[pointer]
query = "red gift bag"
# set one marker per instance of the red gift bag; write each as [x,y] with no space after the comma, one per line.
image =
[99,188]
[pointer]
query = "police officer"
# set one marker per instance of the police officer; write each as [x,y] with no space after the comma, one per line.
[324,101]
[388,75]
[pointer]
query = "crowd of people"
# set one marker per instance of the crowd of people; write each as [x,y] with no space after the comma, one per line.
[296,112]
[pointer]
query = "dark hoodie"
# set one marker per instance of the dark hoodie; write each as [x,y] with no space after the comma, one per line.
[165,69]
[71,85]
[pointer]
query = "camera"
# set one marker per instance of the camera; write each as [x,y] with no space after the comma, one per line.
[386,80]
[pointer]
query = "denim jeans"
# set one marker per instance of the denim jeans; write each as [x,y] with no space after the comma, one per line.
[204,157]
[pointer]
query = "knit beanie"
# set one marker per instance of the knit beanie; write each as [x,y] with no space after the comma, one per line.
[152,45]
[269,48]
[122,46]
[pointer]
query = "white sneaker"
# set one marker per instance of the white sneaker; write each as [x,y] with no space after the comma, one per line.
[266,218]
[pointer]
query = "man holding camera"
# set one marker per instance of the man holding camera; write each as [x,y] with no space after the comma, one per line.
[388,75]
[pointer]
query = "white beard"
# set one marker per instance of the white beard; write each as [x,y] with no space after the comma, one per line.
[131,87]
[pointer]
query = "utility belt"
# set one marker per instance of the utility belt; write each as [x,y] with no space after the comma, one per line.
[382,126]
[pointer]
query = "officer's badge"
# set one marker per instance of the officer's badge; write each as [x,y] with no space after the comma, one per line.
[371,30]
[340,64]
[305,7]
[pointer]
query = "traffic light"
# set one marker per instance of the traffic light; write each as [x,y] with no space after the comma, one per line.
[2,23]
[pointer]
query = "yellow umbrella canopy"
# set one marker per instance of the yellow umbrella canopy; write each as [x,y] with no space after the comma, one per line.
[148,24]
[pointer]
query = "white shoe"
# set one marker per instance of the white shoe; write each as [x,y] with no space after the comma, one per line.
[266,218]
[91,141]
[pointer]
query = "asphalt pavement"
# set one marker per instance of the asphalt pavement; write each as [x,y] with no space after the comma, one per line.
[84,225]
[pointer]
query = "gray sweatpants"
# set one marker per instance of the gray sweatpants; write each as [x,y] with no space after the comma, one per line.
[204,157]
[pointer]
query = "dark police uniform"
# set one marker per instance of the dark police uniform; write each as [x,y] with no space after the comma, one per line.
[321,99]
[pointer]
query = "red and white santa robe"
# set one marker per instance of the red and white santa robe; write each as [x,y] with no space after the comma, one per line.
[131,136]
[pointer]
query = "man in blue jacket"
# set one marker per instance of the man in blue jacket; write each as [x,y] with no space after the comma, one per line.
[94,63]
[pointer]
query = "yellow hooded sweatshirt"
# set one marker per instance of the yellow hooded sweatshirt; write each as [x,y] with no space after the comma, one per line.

WHAT IS BEING ASKED — How many lines of the material contain the string "pavement"? Reply with the number alone.

EXERCISE OUTPUT — 2